- _WHAT NEEDS TO BE DONE_: Give back exactly the lines that run from the line containing "In this exercise you will locate the gray" through the end of the listing below. Leave out every other line.

(Photo-based point labeling data)

########

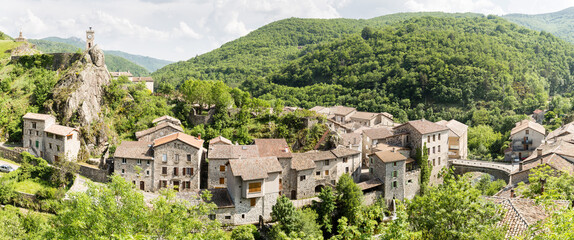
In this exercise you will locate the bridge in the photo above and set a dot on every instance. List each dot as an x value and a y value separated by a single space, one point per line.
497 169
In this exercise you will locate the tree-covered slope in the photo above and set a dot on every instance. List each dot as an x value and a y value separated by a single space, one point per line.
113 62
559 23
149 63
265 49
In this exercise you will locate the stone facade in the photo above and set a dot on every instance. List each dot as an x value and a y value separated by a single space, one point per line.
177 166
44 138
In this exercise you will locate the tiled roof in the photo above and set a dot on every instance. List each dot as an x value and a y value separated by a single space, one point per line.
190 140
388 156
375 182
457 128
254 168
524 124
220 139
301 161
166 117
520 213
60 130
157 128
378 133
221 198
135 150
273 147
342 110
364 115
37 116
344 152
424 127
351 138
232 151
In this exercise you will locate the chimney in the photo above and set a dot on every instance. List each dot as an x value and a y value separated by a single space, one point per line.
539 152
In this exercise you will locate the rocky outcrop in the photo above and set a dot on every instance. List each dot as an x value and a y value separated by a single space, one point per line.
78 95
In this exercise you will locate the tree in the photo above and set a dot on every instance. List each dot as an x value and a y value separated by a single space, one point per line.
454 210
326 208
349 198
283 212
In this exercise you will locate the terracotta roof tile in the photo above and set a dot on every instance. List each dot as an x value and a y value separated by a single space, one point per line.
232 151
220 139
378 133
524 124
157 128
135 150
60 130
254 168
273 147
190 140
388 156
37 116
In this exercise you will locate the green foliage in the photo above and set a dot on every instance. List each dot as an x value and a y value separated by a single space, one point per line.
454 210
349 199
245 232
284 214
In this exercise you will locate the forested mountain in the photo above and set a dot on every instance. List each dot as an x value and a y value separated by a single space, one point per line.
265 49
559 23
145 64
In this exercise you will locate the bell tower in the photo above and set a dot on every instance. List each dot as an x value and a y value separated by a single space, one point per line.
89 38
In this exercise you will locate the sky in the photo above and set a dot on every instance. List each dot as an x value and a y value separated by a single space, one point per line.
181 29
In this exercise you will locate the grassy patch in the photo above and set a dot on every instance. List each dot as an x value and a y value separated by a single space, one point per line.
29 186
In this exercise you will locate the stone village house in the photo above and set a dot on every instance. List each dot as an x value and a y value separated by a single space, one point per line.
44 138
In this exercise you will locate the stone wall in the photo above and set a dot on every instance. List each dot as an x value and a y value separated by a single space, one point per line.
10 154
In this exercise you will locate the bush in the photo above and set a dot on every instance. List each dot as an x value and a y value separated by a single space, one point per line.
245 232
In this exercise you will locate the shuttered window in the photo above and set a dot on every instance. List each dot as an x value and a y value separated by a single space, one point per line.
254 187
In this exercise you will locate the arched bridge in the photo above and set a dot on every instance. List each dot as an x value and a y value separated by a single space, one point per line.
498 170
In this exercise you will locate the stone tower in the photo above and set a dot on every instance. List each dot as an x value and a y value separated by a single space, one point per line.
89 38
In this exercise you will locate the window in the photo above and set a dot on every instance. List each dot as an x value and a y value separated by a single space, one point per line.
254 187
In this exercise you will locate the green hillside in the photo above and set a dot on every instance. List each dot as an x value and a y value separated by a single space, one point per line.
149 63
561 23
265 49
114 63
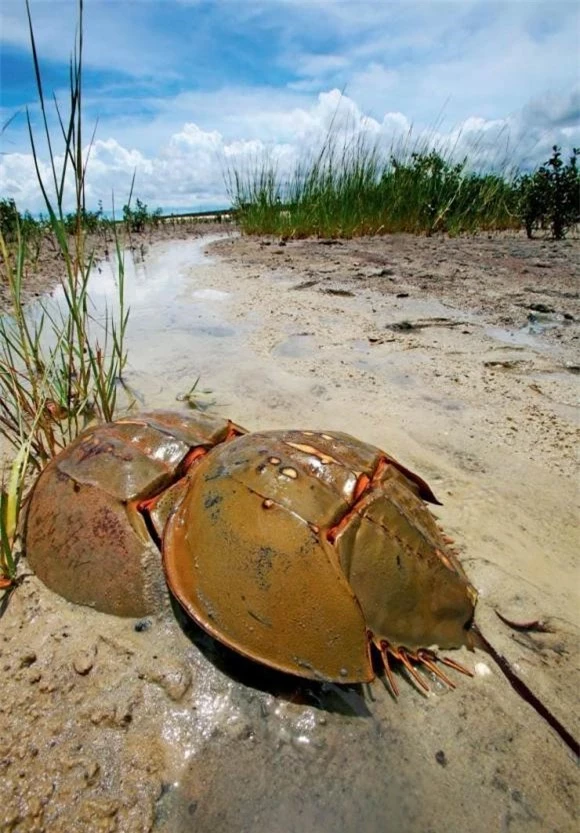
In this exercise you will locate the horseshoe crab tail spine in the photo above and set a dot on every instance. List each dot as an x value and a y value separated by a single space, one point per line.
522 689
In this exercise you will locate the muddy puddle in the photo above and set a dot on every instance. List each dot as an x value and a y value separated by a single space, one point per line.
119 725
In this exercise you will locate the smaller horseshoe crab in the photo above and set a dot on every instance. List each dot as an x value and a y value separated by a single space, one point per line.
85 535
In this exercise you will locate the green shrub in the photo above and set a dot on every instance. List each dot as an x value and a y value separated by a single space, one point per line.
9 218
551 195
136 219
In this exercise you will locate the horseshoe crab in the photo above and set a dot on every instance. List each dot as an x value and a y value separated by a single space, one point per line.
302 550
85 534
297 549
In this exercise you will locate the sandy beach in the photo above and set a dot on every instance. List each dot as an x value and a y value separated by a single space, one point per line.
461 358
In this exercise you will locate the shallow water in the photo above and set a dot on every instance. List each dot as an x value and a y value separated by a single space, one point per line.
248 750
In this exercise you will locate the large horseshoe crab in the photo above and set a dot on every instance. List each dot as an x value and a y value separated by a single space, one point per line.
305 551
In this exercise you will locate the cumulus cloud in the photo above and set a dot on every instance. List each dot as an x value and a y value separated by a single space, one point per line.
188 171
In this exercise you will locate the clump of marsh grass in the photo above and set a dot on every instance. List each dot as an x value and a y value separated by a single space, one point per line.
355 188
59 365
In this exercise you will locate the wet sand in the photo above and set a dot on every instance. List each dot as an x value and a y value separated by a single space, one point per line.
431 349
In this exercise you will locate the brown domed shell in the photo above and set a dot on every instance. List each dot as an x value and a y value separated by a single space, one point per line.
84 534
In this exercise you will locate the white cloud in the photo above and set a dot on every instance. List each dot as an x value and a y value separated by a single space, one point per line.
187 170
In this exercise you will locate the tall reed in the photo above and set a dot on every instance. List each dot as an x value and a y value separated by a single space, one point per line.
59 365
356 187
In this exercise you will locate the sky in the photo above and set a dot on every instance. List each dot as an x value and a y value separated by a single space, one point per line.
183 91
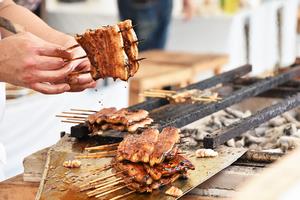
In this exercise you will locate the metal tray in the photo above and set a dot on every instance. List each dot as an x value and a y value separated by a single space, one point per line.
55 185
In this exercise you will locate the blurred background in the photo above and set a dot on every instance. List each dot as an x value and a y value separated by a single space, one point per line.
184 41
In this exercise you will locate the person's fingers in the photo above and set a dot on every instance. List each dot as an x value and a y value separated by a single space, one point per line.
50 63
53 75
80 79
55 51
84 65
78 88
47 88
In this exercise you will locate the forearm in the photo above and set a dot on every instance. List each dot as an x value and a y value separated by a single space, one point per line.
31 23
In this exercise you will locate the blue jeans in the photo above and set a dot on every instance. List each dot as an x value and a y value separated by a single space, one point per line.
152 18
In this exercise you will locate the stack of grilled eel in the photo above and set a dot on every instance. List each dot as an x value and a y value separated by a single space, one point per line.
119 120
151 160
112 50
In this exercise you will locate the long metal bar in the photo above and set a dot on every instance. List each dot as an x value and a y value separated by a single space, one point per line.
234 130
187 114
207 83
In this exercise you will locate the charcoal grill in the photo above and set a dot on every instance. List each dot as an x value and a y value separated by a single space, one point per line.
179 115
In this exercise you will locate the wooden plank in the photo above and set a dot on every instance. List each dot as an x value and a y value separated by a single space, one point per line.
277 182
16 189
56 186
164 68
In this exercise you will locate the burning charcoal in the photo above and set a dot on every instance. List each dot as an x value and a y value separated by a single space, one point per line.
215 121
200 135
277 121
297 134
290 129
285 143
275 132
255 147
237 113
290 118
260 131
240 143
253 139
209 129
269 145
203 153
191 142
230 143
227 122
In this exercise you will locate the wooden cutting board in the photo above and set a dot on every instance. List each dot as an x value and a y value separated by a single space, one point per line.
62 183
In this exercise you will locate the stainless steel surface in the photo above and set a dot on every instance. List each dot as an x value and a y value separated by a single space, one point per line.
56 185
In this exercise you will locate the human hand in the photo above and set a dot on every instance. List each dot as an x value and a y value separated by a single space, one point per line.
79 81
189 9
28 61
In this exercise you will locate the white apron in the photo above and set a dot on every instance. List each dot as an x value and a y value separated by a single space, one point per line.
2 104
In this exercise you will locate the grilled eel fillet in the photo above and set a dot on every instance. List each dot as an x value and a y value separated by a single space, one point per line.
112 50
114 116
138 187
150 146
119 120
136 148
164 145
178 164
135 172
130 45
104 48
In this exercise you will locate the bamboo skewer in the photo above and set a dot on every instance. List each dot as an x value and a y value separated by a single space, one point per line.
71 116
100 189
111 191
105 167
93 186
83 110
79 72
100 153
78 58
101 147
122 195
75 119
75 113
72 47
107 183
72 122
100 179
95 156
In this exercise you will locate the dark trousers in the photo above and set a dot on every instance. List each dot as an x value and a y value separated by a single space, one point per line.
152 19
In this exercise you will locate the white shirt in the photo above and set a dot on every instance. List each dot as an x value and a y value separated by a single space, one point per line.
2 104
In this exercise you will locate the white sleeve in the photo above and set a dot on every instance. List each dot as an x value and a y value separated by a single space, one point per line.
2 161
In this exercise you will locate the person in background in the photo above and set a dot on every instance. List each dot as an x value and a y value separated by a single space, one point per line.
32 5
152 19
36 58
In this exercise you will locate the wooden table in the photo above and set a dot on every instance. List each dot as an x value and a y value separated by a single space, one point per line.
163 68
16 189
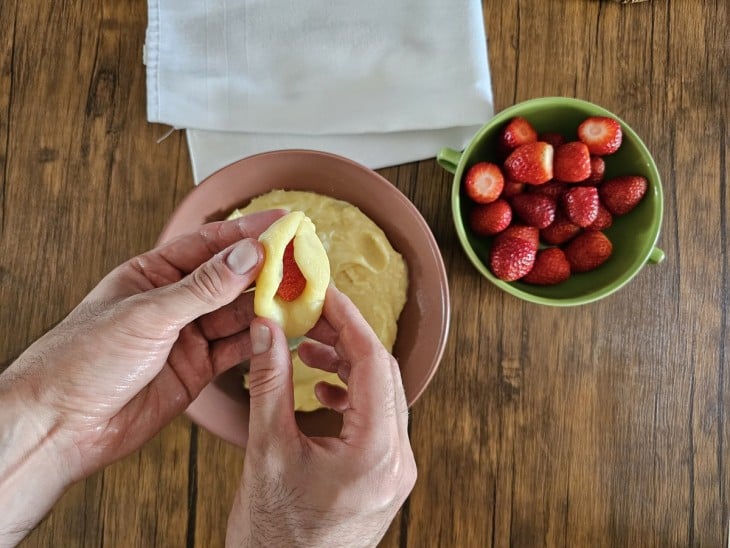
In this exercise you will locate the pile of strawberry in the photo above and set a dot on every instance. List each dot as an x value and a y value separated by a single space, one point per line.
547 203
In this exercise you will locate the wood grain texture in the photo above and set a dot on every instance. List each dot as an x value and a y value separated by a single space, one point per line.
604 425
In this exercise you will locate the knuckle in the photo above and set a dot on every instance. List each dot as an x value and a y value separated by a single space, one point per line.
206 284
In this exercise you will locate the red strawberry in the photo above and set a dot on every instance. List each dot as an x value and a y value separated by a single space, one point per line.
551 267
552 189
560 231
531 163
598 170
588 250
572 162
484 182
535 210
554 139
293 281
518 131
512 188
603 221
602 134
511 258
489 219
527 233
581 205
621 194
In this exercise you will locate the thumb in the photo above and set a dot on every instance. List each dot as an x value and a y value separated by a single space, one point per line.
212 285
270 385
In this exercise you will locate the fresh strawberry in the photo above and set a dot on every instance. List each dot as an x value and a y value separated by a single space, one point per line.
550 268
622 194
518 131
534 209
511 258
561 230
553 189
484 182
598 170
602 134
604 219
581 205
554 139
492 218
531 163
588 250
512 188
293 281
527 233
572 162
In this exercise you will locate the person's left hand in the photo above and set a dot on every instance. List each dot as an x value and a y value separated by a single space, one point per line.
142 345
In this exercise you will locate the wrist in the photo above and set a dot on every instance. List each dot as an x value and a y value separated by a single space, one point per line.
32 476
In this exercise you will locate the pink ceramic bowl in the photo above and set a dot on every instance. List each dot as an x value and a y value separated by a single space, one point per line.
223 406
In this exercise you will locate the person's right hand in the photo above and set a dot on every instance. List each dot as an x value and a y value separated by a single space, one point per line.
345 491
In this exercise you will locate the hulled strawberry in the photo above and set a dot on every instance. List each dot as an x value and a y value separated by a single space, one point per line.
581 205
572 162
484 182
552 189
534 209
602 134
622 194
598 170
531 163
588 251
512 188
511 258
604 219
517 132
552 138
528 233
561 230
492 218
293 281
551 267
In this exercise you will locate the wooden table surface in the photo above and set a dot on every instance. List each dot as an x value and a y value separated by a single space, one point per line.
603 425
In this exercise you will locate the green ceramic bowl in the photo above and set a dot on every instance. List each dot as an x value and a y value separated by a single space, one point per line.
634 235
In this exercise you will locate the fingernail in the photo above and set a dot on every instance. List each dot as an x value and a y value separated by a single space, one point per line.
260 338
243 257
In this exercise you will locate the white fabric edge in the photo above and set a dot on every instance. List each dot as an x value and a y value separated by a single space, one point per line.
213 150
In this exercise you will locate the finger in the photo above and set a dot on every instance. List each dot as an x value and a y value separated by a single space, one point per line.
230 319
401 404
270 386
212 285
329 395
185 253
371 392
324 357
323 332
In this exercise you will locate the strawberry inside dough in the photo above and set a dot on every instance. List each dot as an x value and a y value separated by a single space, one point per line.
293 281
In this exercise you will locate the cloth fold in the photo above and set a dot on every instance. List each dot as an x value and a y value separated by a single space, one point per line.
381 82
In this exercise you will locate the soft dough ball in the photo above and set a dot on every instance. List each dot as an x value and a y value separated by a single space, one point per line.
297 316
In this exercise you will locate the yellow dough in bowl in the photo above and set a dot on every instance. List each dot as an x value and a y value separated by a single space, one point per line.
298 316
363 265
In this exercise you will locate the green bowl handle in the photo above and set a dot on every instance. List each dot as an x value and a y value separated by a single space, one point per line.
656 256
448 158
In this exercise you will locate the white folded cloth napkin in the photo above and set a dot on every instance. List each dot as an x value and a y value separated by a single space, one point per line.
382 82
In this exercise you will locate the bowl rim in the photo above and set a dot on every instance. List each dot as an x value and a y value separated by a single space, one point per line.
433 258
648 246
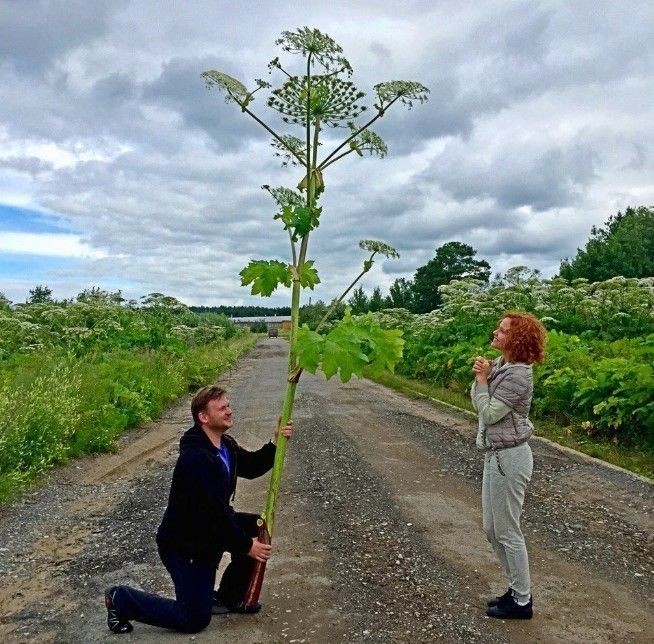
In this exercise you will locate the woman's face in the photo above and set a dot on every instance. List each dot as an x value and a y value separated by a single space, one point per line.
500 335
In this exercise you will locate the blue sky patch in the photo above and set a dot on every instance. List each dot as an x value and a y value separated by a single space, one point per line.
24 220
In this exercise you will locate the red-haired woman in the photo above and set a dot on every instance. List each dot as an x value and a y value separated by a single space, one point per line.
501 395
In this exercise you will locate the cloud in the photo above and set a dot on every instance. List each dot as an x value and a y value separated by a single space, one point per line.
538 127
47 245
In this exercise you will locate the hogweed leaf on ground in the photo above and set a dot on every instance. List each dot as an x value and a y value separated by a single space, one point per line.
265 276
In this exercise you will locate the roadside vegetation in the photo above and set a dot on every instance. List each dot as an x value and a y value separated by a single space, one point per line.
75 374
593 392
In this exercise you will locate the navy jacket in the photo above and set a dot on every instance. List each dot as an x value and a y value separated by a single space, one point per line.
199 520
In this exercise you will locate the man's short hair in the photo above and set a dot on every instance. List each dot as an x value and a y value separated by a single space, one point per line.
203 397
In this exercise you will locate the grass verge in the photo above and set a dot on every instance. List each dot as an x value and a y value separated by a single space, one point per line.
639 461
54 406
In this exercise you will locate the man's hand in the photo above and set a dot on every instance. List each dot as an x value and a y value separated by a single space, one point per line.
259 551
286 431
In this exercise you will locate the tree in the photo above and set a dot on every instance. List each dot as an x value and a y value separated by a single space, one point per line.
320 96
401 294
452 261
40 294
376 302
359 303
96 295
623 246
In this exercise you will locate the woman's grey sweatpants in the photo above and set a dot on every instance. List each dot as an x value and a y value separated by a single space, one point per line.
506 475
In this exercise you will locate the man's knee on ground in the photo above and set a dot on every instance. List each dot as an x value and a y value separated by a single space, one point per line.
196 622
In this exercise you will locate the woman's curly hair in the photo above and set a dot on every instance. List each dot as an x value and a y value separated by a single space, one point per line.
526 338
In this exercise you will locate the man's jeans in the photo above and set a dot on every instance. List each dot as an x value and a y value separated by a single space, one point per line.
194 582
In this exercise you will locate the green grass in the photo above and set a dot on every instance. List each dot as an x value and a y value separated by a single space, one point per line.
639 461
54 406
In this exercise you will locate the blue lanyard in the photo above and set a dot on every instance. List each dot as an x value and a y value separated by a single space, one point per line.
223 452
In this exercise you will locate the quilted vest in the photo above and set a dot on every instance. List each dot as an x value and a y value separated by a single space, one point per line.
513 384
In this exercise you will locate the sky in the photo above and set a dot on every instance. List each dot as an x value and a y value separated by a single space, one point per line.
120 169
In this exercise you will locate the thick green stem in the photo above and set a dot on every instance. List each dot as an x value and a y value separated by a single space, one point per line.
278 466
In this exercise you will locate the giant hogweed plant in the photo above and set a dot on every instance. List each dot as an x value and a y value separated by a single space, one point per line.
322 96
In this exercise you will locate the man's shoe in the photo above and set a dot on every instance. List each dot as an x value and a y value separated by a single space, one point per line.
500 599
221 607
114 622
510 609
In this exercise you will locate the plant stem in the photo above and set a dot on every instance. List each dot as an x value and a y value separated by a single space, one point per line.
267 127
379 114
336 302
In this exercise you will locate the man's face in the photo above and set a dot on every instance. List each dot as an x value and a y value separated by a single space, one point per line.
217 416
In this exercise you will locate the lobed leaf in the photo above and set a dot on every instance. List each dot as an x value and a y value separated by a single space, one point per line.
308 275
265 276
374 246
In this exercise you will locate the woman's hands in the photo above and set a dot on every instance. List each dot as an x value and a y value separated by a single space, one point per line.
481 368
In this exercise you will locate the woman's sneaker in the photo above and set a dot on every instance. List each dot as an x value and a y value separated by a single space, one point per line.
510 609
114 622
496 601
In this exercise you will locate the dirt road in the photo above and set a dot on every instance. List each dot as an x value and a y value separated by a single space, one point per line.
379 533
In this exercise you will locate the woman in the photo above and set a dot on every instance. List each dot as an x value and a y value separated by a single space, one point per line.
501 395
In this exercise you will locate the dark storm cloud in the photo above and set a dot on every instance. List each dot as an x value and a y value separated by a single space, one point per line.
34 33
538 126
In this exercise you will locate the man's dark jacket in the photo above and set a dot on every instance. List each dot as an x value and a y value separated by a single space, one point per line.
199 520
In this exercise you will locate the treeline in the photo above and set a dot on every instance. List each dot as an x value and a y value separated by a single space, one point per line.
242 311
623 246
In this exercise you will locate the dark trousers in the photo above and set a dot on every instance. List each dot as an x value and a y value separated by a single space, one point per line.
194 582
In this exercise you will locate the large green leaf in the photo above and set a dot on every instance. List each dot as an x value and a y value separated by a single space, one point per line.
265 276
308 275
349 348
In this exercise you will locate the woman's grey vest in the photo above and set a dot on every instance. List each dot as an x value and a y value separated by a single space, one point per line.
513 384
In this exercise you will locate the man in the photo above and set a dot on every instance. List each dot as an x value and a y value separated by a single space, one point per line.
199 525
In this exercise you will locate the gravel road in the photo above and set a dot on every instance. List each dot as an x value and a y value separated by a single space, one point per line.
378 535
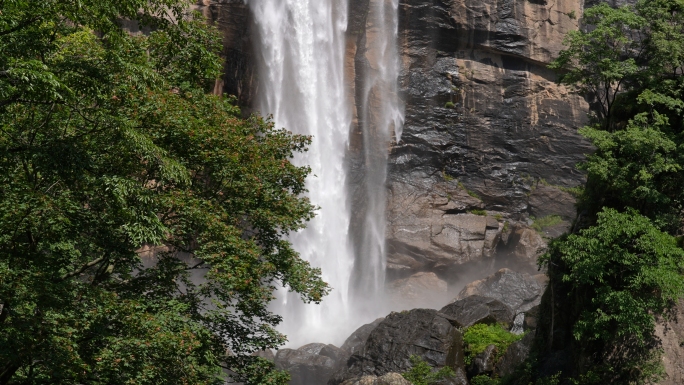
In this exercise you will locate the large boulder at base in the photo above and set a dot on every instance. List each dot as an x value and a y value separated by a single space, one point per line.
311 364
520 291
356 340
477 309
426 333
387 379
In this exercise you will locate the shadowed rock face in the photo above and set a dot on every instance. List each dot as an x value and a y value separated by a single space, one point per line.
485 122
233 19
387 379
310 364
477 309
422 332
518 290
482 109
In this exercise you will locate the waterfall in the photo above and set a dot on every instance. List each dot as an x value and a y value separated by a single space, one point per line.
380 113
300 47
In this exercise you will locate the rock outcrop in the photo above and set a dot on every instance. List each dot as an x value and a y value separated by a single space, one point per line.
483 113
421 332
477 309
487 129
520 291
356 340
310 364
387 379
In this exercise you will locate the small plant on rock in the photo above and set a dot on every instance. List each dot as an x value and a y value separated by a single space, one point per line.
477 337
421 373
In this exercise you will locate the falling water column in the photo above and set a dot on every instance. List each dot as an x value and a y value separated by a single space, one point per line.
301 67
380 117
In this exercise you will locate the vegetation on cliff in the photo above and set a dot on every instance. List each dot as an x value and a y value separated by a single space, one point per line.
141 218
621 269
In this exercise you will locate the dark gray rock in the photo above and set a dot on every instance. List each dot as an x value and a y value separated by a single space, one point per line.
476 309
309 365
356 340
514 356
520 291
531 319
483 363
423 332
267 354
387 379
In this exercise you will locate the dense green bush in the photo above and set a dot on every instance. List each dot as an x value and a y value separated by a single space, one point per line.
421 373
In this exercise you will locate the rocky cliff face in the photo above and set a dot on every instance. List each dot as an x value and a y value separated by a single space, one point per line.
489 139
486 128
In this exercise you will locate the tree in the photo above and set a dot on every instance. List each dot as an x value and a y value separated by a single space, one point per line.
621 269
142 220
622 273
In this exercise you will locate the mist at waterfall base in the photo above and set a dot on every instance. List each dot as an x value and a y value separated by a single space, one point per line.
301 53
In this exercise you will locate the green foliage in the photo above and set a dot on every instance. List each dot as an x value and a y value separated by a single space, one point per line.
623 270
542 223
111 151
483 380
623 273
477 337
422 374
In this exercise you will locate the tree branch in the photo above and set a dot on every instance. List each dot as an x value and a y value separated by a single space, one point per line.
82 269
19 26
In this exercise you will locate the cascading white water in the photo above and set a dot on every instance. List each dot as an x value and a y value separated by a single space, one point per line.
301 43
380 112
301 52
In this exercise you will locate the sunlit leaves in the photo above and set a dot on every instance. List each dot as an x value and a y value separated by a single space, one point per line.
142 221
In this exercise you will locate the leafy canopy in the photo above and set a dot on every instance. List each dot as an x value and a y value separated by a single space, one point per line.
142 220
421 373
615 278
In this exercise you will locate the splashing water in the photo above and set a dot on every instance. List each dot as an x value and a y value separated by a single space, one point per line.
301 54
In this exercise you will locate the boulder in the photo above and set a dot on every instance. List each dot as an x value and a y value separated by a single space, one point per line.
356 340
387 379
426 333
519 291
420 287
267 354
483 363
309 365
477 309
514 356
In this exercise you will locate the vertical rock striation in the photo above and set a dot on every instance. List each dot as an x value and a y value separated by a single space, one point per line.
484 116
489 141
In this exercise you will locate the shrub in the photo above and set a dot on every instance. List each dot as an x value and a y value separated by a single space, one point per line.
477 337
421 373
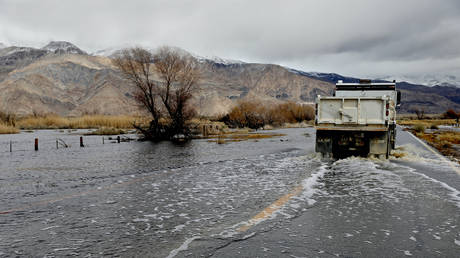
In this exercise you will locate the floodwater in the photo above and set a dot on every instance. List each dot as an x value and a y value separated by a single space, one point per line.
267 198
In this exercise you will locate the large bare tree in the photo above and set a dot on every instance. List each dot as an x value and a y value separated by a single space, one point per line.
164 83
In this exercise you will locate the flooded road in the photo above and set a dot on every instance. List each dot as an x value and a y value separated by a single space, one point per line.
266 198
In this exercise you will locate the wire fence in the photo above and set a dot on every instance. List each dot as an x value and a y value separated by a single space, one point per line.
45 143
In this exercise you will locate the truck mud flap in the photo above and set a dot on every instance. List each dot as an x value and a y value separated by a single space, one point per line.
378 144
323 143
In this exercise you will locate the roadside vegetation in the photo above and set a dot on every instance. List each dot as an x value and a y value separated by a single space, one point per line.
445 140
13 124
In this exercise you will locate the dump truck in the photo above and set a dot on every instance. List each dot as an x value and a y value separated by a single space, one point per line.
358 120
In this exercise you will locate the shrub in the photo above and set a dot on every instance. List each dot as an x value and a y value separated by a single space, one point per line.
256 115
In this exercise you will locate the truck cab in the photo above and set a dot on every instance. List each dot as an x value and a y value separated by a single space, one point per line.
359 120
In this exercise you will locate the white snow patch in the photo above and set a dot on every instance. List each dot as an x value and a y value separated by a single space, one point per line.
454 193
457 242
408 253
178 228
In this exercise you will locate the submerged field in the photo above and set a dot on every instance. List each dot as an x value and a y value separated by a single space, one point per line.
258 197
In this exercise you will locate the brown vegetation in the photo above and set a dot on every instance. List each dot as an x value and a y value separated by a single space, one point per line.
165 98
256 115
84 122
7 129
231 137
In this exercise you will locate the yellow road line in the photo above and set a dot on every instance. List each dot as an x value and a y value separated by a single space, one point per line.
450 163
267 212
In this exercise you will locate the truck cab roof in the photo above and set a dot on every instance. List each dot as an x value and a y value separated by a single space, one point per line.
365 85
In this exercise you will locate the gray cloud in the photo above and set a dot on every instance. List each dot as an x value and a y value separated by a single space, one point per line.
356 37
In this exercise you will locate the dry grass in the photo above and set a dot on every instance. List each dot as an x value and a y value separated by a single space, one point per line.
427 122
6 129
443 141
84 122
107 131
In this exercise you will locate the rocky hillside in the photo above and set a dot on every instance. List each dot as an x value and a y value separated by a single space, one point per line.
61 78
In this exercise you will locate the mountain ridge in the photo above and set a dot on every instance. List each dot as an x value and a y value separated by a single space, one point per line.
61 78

########

- _FINAL ANSWER_:
In this exercise you will locate the gray cloud in the photo above and set a dot on every instance. List each dot as an x value and a y value separated by a single space, one point per line.
356 37
In this exercise you will locate the dry grass in the photo above and set a dot on every instance. List each dot as an x value and a y value separated by a single space, one point per line.
427 122
6 129
443 141
84 122
107 131
In this exercise you will locate the rocky hillside in the photo above and set a dot on every instance. List each dot as an x value and a y value separated by a single space, one point per line.
61 78
In this exercise you will locate the mountain ridge in the photo above and set a dot on every instance. List each dot as an x value and a y value separated by a single space, one point per line.
61 78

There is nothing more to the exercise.